**YOUR INSTRUCTIONS**
Rewrite the data below, putting "coordinate format" in place of every "box format" and leaving all other text unchanged. Omit the pictures from your answer.

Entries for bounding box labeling

▬▬▬▬▬▬▬▬▬▬

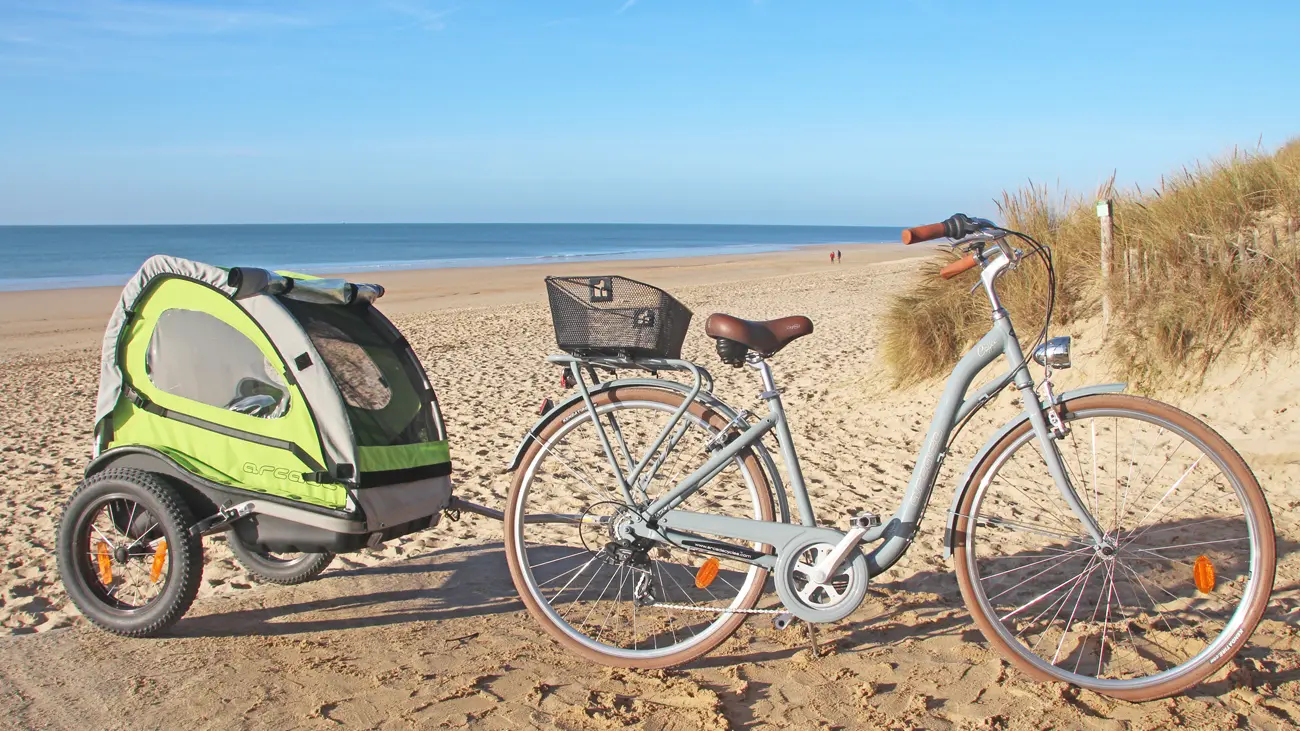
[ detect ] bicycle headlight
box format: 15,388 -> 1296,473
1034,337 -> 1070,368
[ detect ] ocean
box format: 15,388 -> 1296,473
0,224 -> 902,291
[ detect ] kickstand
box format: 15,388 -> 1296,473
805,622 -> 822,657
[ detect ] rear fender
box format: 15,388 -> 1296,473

▬▬▬▬▬▬▬▬▬▬

**SOLUTION FOR THIS PROBLEM**
[ detect ] bicycle headlight
coordinate format: 15,388 -> 1296,473
1034,337 -> 1070,368
[ detect ] ocean
coordinate format: 15,388 -> 1296,473
0,224 -> 902,291
[ detect ] kickstand
coordinate format: 15,388 -> 1296,473
805,622 -> 822,657
[ detect ] rear fender
coordinate format: 15,388 -> 1296,473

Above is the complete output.